──────── Exercise materials

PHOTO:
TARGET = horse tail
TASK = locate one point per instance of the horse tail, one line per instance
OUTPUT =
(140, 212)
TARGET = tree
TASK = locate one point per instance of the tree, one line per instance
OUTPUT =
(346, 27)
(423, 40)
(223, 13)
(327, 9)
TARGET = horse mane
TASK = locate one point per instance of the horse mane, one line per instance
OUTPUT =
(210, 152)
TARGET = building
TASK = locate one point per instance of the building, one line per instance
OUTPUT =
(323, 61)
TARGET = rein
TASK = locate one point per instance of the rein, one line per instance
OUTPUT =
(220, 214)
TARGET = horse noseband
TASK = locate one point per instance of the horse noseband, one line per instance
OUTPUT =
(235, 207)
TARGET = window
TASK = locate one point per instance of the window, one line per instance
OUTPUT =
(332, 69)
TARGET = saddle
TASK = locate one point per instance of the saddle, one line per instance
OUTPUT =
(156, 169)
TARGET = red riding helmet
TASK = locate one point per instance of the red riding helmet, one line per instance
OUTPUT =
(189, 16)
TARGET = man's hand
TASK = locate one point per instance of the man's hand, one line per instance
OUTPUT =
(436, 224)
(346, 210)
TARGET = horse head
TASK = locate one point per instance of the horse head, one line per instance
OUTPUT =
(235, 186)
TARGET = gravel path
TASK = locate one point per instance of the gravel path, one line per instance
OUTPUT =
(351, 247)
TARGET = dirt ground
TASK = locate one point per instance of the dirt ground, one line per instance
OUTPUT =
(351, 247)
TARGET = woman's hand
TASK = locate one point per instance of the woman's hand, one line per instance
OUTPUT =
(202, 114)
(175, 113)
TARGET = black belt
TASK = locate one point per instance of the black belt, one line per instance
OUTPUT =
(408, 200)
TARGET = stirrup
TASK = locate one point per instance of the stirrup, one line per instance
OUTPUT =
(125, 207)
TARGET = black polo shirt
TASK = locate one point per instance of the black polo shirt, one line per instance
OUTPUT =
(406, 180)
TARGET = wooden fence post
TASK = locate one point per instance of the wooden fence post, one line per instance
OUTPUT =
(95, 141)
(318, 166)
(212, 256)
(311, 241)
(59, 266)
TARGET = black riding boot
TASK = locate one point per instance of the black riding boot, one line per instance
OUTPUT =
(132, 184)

────────────────

Instruction
Can you convert every line of the material above into a JSON list of strings, one string per line, with blank lines left out?

Exercise response
[
  "PHOTO:",
  "TARGET = horse tail",
  "TASK = locate one point per instance of the horse tail, one line per instance",
  "OUTPUT =",
  "(140, 212)",
  "TARGET = tree",
  "TASK = locate one point per instance of the tree, one line per instance",
  "OUTPUT =",
  "(346, 27)",
  "(423, 40)",
  "(223, 13)",
  "(327, 9)",
  "TARGET = horse mane",
  "TASK = locate one point per instance of the horse mane, one line per instance",
  "OUTPUT =",
  "(210, 152)",
  "TARGET = building",
  "TASK = locate one point per instance of the building, one line per instance",
  "OUTPUT =",
  "(323, 61)",
  "TARGET = rein",
  "TASK = locate one point per instance of the rein, one line per instance",
  "OUTPUT =",
  "(220, 214)",
  "TARGET = horse noseband",
  "TASK = locate one point per instance of the horse noseband, one line per instance",
  "OUTPUT =",
  "(235, 207)",
  "TARGET = window",
  "TASK = locate one point per instance of the window, one line per instance",
  "OUTPUT =",
  "(332, 69)",
  "TARGET = saddle",
  "TASK = locate one point per instance of the saddle, one line per instance",
  "OUTPUT =",
  "(156, 169)",
  "TARGET = red riding helmet",
  "TASK = locate one point per instance of the red riding helmet, one line per instance",
  "OUTPUT =",
  "(189, 16)",
  "TARGET = man's hand",
  "TASK = locate one point per instance of the man's hand, one line per instance",
  "OUTPUT =",
  "(436, 224)",
  "(346, 210)",
  "TARGET = horse head",
  "TASK = locate one point per instance of the horse head, one line per instance",
  "OUTPUT =",
  "(235, 186)",
  "TARGET = gravel path",
  "TASK = locate one point per instance of the gravel path, one line per instance",
  "OUTPUT =",
  "(351, 247)",
  "TARGET = dirt ground",
  "TASK = locate one point per instance of the dirt ground, one line per instance",
  "OUTPUT =",
  "(351, 247)",
  "TARGET = woman's hand",
  "TASK = locate one point per instance of the woman's hand, one line per instance",
  "OUTPUT =",
  "(202, 114)",
  "(175, 113)",
  "TARGET = black belt",
  "TASK = locate one point per instance of the black belt, one line per instance",
  "OUTPUT =",
  "(408, 200)",
  "TARGET = stirrup",
  "TASK = locate one point per instance of the stirrup, one line per instance",
  "OUTPUT =",
  "(125, 207)",
  "TARGET = black polo shirt",
  "TASK = locate one point per instance of the black polo shirt, one line per instance",
  "OUTPUT =",
  "(406, 180)",
  "TARGET = wooden fence post",
  "TASK = locate one point per instance of the wooden fence post, one line per instance",
  "OUTPUT =",
  "(95, 141)",
  "(318, 166)",
  "(212, 256)",
  "(311, 241)",
  "(59, 266)",
  "TARGET = black riding boot",
  "TASK = locate one point per instance of the black riding boot, one line per instance",
  "OUTPUT =",
  "(132, 184)"
]